▸ **Stated goal**
Render the lines of the records as a JSON list of strings, one string per line and blank lines omitted, beginning with the line that contains "Return the polygon of every instance of the green" and continuing through the end of the records.
___
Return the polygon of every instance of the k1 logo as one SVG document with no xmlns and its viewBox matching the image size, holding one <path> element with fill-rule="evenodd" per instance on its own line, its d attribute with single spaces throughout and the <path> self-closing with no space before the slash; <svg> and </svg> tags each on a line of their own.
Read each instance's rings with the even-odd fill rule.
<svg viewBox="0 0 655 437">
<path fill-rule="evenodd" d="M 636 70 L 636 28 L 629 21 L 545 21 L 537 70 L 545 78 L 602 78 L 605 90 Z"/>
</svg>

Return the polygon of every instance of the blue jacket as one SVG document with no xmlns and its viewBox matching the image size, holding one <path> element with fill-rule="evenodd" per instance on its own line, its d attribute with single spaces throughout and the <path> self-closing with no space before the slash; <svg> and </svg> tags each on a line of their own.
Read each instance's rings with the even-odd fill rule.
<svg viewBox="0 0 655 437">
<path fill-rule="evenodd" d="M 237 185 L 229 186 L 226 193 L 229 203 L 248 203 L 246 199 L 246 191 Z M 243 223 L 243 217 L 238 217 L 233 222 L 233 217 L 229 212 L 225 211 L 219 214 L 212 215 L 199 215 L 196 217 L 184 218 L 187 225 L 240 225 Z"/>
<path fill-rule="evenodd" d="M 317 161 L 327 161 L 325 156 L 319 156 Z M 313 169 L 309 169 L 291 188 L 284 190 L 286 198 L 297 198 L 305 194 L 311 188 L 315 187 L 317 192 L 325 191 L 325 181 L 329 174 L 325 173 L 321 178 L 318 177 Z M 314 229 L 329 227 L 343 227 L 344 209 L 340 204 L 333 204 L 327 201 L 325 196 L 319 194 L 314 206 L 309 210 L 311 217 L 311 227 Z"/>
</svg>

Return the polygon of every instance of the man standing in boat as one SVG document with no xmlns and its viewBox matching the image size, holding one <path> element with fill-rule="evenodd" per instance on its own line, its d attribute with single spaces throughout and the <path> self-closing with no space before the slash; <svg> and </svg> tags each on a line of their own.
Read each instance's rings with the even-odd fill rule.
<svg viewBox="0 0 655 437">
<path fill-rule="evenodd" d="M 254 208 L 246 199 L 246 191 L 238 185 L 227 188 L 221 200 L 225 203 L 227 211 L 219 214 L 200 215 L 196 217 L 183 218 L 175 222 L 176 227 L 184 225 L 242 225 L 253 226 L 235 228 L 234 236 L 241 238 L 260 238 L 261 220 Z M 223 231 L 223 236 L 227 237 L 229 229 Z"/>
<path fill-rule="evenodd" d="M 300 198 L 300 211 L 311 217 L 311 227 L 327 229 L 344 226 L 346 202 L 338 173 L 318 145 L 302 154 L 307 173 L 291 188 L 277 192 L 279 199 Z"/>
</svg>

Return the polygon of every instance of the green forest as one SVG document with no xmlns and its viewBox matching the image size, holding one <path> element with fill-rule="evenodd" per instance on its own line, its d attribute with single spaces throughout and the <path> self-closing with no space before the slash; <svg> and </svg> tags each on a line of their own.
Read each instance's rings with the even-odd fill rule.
___
▸ **Finished exercise**
[
  "Return the polygon of every instance of the green forest as one SVG document with no xmlns and its viewBox matching the image size, holding one <path> element with fill-rule=\"evenodd\" per instance on its own line, its d attribute with single spaces throughout and the <path> self-closing with no space before the slash; <svg> and </svg> tags each on a line of their own.",
  "Read each instance's rings with the even-odd fill rule."
]